### TASK PROMPT
Return every record below exactly as written, omitting any pictures.

• • • •

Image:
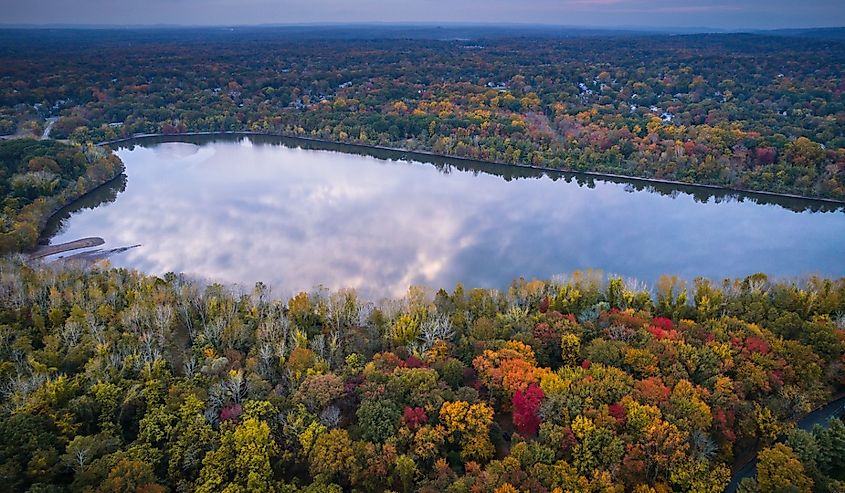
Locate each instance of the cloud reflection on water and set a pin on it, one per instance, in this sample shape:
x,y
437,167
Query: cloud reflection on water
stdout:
x,y
294,218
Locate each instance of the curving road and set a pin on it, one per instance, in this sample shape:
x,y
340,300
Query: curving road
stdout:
x,y
833,409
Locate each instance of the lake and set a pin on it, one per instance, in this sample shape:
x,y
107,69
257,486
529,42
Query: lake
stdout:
x,y
296,214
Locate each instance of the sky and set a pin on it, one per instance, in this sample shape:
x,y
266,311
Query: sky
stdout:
x,y
720,14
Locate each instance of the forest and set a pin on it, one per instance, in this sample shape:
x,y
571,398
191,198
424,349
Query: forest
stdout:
x,y
759,112
37,178
116,381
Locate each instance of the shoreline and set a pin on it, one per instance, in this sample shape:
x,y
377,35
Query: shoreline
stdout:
x,y
429,154
47,250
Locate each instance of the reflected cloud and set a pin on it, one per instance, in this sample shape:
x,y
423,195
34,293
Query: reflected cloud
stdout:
x,y
241,211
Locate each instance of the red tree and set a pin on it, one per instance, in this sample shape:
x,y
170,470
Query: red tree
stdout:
x,y
525,407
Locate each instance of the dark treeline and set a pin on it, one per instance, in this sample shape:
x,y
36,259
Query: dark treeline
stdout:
x,y
117,381
749,111
38,178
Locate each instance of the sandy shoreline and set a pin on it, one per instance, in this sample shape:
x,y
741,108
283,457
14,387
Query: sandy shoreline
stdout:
x,y
46,251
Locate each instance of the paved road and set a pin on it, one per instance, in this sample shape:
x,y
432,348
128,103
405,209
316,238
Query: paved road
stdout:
x,y
50,122
820,416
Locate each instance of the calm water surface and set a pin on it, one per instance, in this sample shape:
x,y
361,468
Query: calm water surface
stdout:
x,y
240,210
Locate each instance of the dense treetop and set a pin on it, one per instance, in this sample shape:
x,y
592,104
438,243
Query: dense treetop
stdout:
x,y
747,111
117,381
39,177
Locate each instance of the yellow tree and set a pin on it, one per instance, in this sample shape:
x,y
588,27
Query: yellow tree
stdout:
x,y
470,424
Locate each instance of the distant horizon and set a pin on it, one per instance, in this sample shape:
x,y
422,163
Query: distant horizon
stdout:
x,y
587,14
421,24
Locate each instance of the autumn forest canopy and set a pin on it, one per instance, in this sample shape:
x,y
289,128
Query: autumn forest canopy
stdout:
x,y
759,112
113,380
117,381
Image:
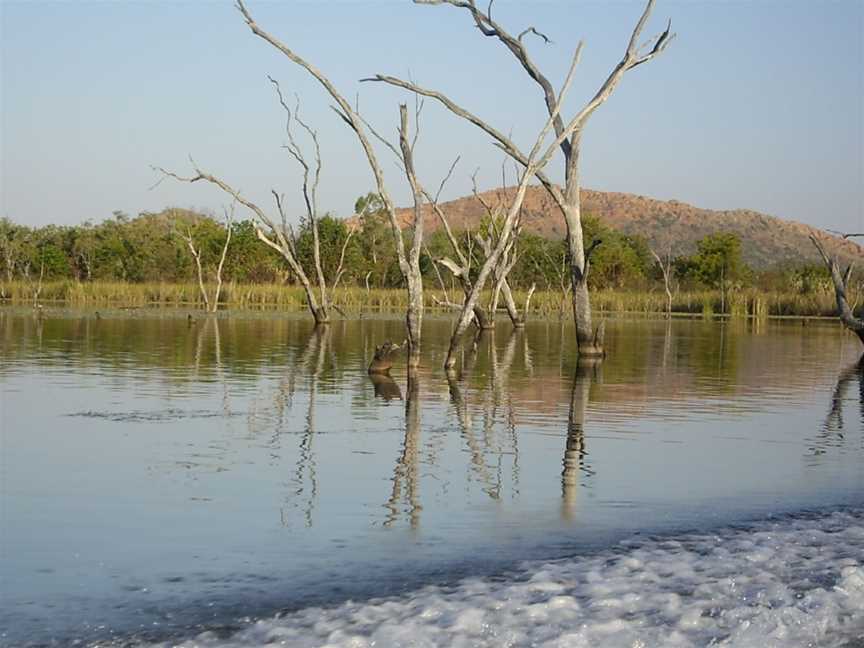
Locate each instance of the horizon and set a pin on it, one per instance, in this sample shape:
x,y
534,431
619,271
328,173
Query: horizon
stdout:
x,y
74,150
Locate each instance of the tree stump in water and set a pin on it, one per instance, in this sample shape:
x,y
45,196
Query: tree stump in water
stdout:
x,y
382,361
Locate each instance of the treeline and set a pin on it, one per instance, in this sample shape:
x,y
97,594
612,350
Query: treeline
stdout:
x,y
151,248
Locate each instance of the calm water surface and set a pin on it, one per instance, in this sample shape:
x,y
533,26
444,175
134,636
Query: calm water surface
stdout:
x,y
161,479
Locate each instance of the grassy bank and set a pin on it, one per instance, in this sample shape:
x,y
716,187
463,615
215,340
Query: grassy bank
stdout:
x,y
742,303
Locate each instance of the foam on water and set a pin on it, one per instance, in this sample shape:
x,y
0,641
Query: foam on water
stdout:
x,y
793,582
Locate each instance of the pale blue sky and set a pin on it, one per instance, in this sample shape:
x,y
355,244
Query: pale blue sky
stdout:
x,y
755,104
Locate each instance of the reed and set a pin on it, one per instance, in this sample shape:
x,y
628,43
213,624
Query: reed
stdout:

• • • •

### FULL RESPONSE
Image:
Locate each instance of the cloud reflection on water and set a pin on it, one per instance, in this sample shape:
x,y
437,167
Query: cloud reflection on water
stdout:
x,y
294,218
Locate each instance of the curving road and set a pin on it, one per instance, in this sample shape:
x,y
340,300
Query: curving road
stdout:
x,y
833,409
Locate each instance of the lake and set a pin on it, one per instance, in this sample shape:
x,y
107,69
257,486
529,42
Query: lake
stdout:
x,y
296,214
Locate each instance of the sky and set a pin on it, one per instance, in this sample shape:
x,y
266,311
Query: sky
stdout:
x,y
720,14
Locate each instance of the forest and set a pin on it, one per instance, in this sample shape:
x,y
571,398
191,198
424,349
Query: forest
stdout:
x,y
759,112
37,178
116,381
Locate each instance of the shoreline and set a pin on it, one per instance, in this sample shape:
x,y
377,35
Query: shoreline
stdout:
x,y
429,154
47,250
Locate each instance of the reflected cloud and set a pin on it, one per instance, in this sample shape:
x,y
423,195
34,293
Query: reflected cloud
stdout:
x,y
241,211
Locate each instance of the red tree and set a pin on it, one per instance, in this sample shape:
x,y
170,470
Query: red tree
stdout:
x,y
525,407
Locate each instance of the dark treeline and set a pin on it, one per instance, in this sample shape:
x,y
36,259
Query: dark treeline
stdout:
x,y
117,381
749,111
38,178
Locate each instance of the sandy shoreline and set a pin on it, one per instance, in this sample shape:
x,y
741,108
283,457
14,387
Query: sandy shoreline
stdout:
x,y
46,251
Locate each instance of the paved road and set a pin on it, one per instance, in this sample shape:
x,y
432,348
128,103
405,209
316,238
Query: paved road
stdout:
x,y
50,122
820,416
Locate each instance of the calm water surface and set a pin on it, one per instance, in this sample shape:
x,y
361,468
Query: calm water surface
stdout:
x,y
240,210
Locate each instance of the dense treetop and set a pin on it, one per instance, in this sample shape:
x,y
592,104
438,243
Query: dense treetop
stdout:
x,y
747,111
117,381
39,177
Locate each instance of the yellow tree and set a pin on it, one per instance, in this sample shape:
x,y
588,27
Query: yellow tree
stdout:
x,y
470,424
Locate each instance of the distant horizon and set a pin on it, one per instance, in this sample shape:
x,y
422,163
Query: distant horizon
stdout:
x,y
587,14
421,24
Locate each instance of the autumn forest canopy and set a pin on it, one per instance, in this sample shape:
x,y
289,128
Query: autumn forest canopy
stdout:
x,y
759,112
113,380
117,381
Image:
Locate each instance of the horizon and set a pin on it, one per instance, in this sample shape:
x,y
534,431
619,271
328,173
Query: horizon
stdout:
x,y
74,150
Locate each instance of the tree stump in water and set a pin on it, one per instance, in this sample shape:
x,y
45,196
Query: tree stump in water
stdout:
x,y
382,361
Locate each instance of the treeline and set a pin on it, one per instance, in this sample shape:
x,y
97,594
612,350
Query: treeline
stdout:
x,y
151,248
Locate each instance of the calm water surface and set a pin on it, one per instance, in this sample shape:
x,y
533,26
444,175
134,636
Query: calm water surface
stdout:
x,y
161,479
Locate each instance of the grassy bank and set a pin on it, one per instance, in this sample shape:
x,y
716,187
463,615
215,340
Query: grassy bank
stdout:
x,y
742,303
Locate each instance of the foam on water and set a pin on it, one per instance, in this sample shape:
x,y
0,641
Query: foam on water
stdout:
x,y
793,582
Locate each instance of the pale blue sky and set a pin on it, one per instance, in this sample shape:
x,y
355,244
Query: pale blue sky
stdout:
x,y
755,104
Locate each instance of the reed and set a pin on it, one per instance, in this sample shape:
x,y
628,43
213,624
Query: reed
stdout:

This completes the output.